— Start Supplied data —

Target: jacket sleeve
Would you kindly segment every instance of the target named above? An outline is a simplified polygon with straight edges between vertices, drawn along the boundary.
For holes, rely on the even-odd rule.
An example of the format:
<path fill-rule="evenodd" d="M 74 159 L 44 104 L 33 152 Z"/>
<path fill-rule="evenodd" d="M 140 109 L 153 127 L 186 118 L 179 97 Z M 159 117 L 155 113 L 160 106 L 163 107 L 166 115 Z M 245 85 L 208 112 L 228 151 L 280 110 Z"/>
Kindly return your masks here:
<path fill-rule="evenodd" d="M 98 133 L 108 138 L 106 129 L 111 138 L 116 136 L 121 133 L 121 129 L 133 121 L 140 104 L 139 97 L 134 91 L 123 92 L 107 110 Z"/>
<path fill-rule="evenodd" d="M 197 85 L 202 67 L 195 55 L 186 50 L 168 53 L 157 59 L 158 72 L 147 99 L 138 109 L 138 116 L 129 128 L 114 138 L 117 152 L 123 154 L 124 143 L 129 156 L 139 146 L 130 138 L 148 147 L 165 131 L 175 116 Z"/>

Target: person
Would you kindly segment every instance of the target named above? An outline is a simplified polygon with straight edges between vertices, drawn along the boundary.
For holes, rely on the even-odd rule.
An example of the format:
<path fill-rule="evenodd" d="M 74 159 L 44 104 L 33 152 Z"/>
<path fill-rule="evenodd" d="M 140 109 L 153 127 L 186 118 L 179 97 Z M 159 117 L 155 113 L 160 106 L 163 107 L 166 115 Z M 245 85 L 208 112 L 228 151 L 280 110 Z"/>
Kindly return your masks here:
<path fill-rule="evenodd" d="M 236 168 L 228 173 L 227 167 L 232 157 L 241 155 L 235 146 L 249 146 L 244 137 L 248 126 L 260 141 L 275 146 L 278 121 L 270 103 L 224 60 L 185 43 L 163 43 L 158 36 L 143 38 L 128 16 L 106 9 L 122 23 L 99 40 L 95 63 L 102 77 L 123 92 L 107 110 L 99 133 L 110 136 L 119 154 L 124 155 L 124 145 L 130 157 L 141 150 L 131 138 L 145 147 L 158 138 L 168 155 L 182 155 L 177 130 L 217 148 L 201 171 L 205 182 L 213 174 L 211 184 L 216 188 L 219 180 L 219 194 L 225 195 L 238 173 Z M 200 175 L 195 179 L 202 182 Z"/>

— End Supplied data —

Task goal
Give the part of the records running from the start through the line containing "197 85 L 202" as a numbered list, leaving out any blank lines.

Final result
1. Target: jacket sleeve
2. Would you kindly segment every instance of the target named above? An outline is a simplified polygon with straight edges between vertices, drawn along the boundary.
3. For holes, rely on the even-odd rule.
4. An example of the format:
5. <path fill-rule="evenodd" d="M 74 159 L 44 104 L 33 152 Z"/>
6. <path fill-rule="evenodd" d="M 140 109 L 153 127 L 186 118 L 179 97 Z M 159 117 L 155 113 L 160 106 L 163 107 L 166 115 Z M 245 85 L 208 112 L 228 151 L 280 110 Z"/>
7. Kindly return your masks here:
8. <path fill-rule="evenodd" d="M 98 133 L 108 138 L 106 129 L 111 138 L 116 136 L 121 133 L 121 129 L 133 121 L 140 104 L 139 97 L 134 91 L 123 92 L 107 110 Z"/>
9. <path fill-rule="evenodd" d="M 197 85 L 202 67 L 195 55 L 186 50 L 168 53 L 157 59 L 158 72 L 147 99 L 138 109 L 138 116 L 129 128 L 114 138 L 117 152 L 123 154 L 124 143 L 129 156 L 139 146 L 130 138 L 148 147 L 165 131 L 175 116 Z"/>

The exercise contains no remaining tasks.